(Excerpt from a dataset)
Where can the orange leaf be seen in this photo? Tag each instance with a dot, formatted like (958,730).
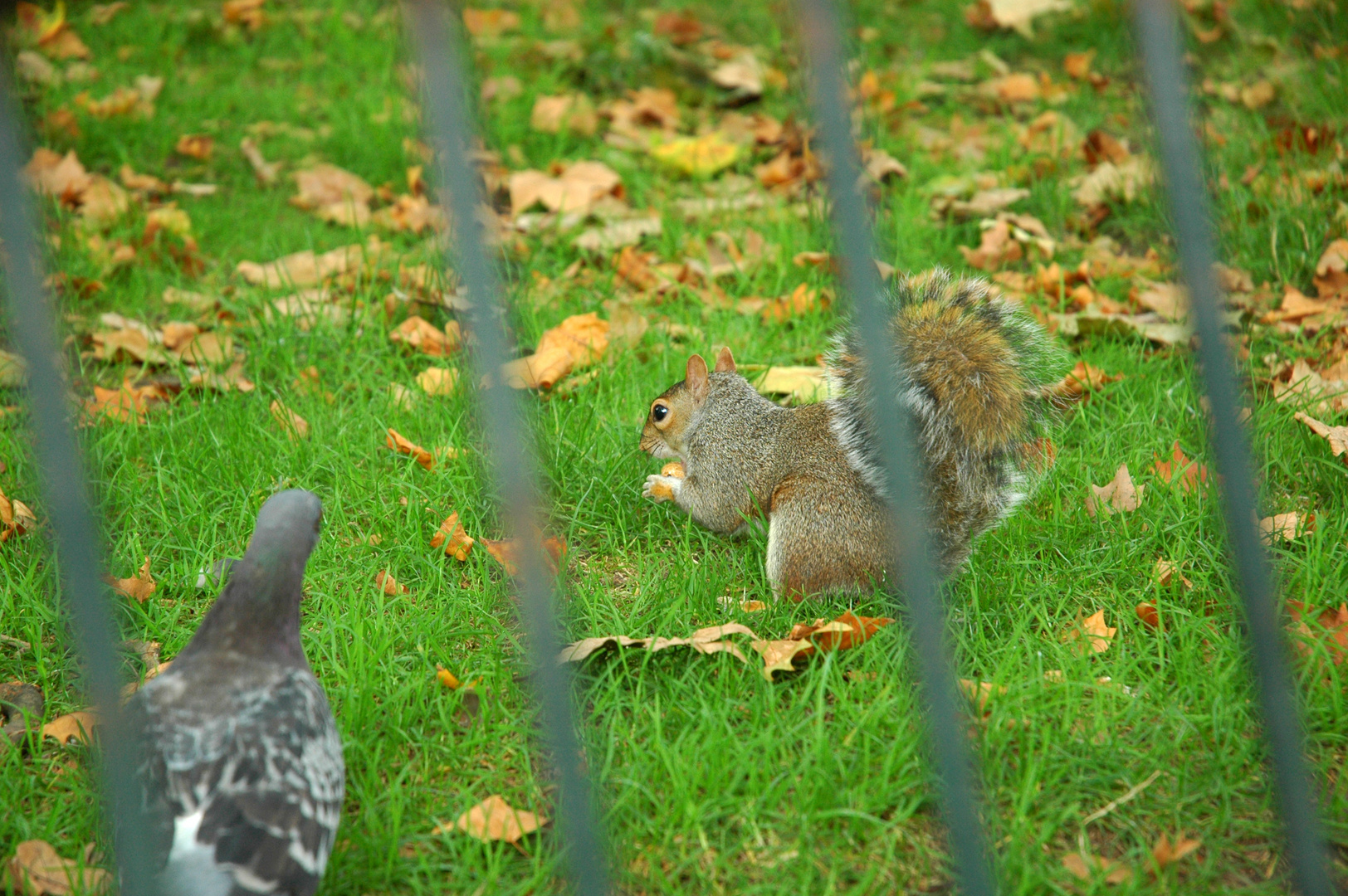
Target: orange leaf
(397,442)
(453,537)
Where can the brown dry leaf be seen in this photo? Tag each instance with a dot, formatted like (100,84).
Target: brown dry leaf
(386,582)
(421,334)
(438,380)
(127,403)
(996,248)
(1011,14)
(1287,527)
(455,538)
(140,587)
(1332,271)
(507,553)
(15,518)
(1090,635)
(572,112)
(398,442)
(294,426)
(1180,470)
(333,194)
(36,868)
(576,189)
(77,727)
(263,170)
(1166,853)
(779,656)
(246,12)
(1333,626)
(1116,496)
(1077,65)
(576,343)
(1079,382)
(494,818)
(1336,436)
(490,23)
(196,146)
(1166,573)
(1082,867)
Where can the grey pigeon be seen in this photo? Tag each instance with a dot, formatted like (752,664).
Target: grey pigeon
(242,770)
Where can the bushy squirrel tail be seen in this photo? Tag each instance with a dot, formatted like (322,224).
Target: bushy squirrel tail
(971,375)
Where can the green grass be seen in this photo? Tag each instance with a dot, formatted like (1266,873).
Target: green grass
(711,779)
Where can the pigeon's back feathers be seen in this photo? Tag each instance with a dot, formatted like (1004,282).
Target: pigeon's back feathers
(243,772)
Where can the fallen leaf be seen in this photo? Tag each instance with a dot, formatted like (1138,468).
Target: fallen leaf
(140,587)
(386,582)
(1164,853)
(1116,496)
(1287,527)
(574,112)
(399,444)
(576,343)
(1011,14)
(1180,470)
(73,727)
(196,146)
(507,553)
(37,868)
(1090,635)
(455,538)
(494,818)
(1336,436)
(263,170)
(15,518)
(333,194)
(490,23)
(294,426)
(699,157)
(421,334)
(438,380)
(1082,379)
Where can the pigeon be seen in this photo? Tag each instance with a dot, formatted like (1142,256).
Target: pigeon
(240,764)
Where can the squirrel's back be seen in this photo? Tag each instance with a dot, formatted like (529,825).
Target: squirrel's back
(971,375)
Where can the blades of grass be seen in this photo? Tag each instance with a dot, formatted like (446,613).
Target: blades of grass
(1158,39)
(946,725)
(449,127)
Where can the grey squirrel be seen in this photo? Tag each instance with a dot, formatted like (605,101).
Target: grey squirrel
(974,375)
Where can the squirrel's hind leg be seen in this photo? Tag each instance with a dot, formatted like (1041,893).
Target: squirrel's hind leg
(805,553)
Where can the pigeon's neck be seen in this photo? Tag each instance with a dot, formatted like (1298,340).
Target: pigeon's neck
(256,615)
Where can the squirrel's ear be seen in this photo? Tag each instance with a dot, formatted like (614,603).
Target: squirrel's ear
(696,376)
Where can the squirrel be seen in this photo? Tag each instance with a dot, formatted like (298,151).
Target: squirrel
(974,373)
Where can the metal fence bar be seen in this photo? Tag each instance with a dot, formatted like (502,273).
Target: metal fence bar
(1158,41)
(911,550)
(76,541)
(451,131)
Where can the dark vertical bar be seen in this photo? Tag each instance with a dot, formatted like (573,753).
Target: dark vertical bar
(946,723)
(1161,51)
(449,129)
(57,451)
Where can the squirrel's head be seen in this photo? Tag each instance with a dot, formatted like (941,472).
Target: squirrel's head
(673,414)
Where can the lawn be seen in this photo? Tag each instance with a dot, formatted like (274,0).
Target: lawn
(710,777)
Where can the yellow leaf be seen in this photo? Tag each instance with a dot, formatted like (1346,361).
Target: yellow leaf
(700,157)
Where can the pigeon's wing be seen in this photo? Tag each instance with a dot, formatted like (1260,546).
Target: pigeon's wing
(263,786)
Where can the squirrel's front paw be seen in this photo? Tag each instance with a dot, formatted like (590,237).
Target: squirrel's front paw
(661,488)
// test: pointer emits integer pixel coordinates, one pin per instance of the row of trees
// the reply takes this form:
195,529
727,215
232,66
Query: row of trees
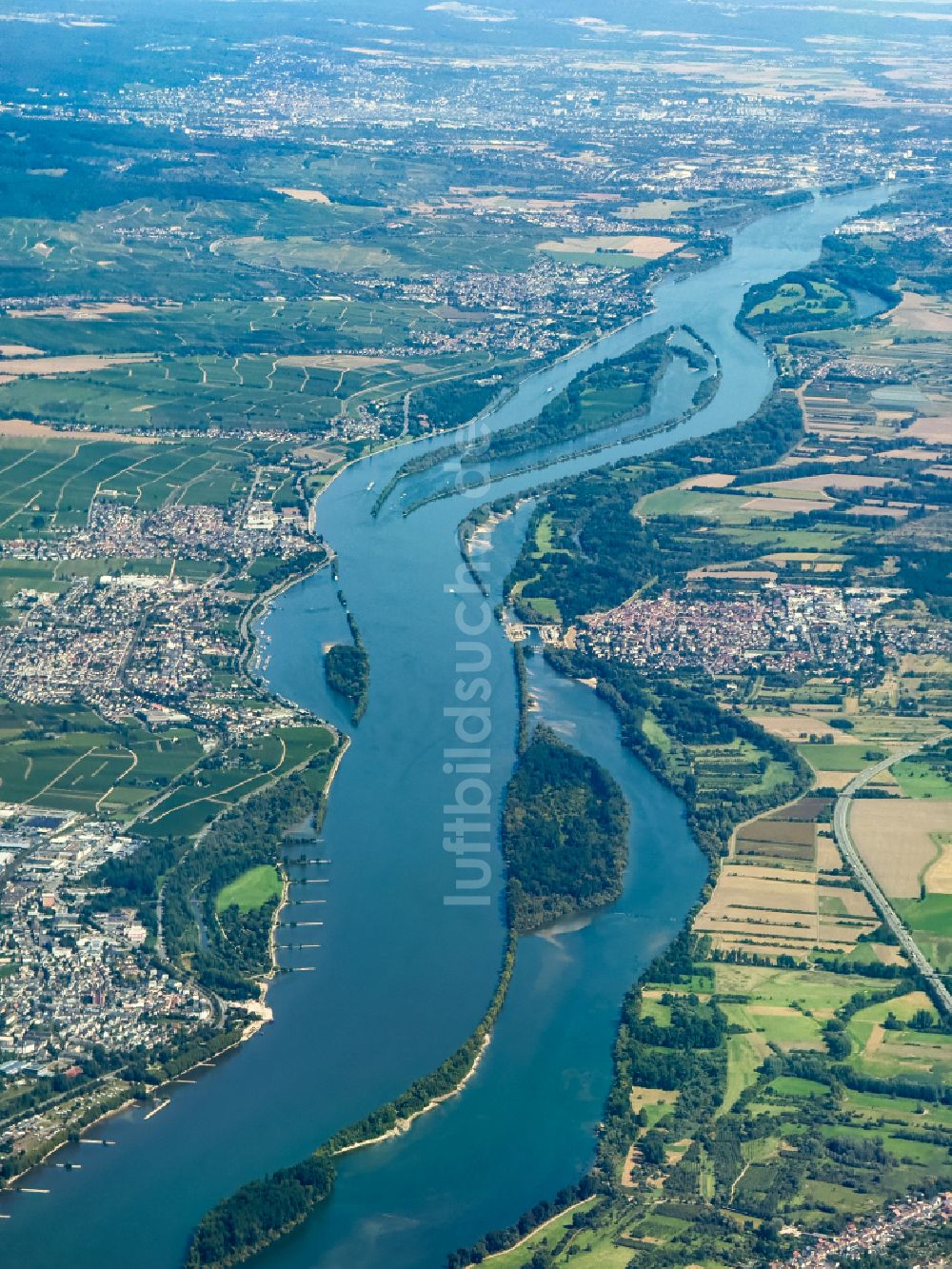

* [The request]:
Repeat the entries exactly and keep the pictures out of the copy.

* [Answer to the exercise]:
Where can the orange leaf be seen in this photo? Tag each instance with a dot, formatted like (958,730).
Target: orange leaf
(397,442)
(453,537)
Where can the brown dry leaf be seen in this photo? Tag each instance with a dot, formatted like (100,84).
Target: brown dry leaf
(386,582)
(421,334)
(438,380)
(127,403)
(996,248)
(1011,14)
(1287,527)
(455,538)
(140,587)
(1332,271)
(507,553)
(15,518)
(1090,635)
(572,112)
(398,442)
(294,426)
(1180,470)
(333,194)
(36,868)
(576,189)
(77,727)
(263,170)
(1166,853)
(779,656)
(246,12)
(1333,626)
(1116,496)
(1077,65)
(576,343)
(1079,382)
(494,818)
(1336,436)
(490,23)
(196,146)
(1166,573)
(1082,867)
Where can the grey pigeon be seen in this photo? Tag each instance with a dot, formatted like (752,664).
Target: grey pigeon
(242,770)
Where can the bushy squirrel tail be seen in this photo? Tag each instance with a dot, formatted like (322,224).
Target: bushy squirrel tail
(971,375)
Where can the green grass be seen in this photo? Tag each instance with a dot, formatted like (1266,873).
Target: green grass
(711,779)
Where can the pigeon's back feathers be seen in this photo? Tag each instance with a dot, formatted like (1004,282).
Target: pigeon's back feathers
(243,772)
Where can the fallen leaf be seen in this photo? Tag each instance with a dot, formatted like (1138,468).
Target: fallen leaf
(140,587)
(386,582)
(1164,853)
(1116,496)
(1287,527)
(574,112)
(399,444)
(576,343)
(1011,14)
(1180,470)
(73,727)
(196,146)
(507,553)
(37,868)
(1090,635)
(455,538)
(494,818)
(1336,436)
(263,170)
(15,518)
(333,194)
(490,23)
(294,426)
(699,157)
(421,334)
(438,380)
(1082,379)
Where can the pigeon be seen in this photo? Tag each instance with a dot, formatted like (1142,256).
Target: pigeon
(240,764)
Where can the squirrel's back be seen in this photo? Tag each instance with a dot, formatted like (529,825).
Target: squirrel's back
(971,375)
Where can the blades of grass be seen in this photo? Tag each instance with a dot, formatted like (446,613).
Target: blades of grass
(1158,39)
(946,725)
(449,127)
Where can the grey squirrel be seen in this photo? Tag each instance with a dot, formatted like (605,101).
Target: grey squirrel
(974,375)
Where can the squirrel's hind leg be seen in this photo? Tag each instance with a dot, formatted like (1041,893).
Target: squirrel's hind leg
(805,553)
Where can the pigeon's neck be seen in this photo? Tag each instance with a dot, formatted like (1298,340).
Target: pigeon's neck
(256,615)
Where can the squirrel's ear be seen in this photo? Tag each instance with a dot, formatted like (614,603).
Target: squirrel's ear
(696,376)
Where can the squirrel be seen in this photo? Tag each instance with a dot, formatted like (298,151).
Target: squirrel
(974,373)
Where can the metal fence bar be seen in this photo? Tag each instance with a dot, formatted like (502,273).
Target: metal fence bar
(1158,41)
(911,550)
(76,541)
(451,131)
Where can the dark vertical bar be seen in this photo? Tag each instance with a dot, formatted like (573,753).
Target: dark vertical bar
(946,723)
(1161,51)
(449,129)
(57,451)
Where can the squirrel's head be seen in this photo? Tag each instance with a dot, formatted like (941,472).
Target: squirrel's head
(673,414)
Where can the lawn be seen in this photo? Tag each instance with a dot, formatted like (274,0).
Target: lawn
(710,777)
Where can the yellow leaf be seen in this photo? Tag each instance with a dot, formatted like (1346,361).
Target: yellow leaf
(700,157)
Where can the pigeon's wing be seen in this photo? Tag each instance with a dot, formatted like (1260,546).
Target: pigeon's wing
(263,786)
Where can the squirrel's front paw be seen in this photo? Tag each instance with a dot, formatted like (590,237).
Target: squirrel's front paw
(661,488)
// test: pointer emits integer pixel coordinates, one pin per instance of the row of trees
// the reply takes this form:
195,529
727,215
232,66
Query: row of trees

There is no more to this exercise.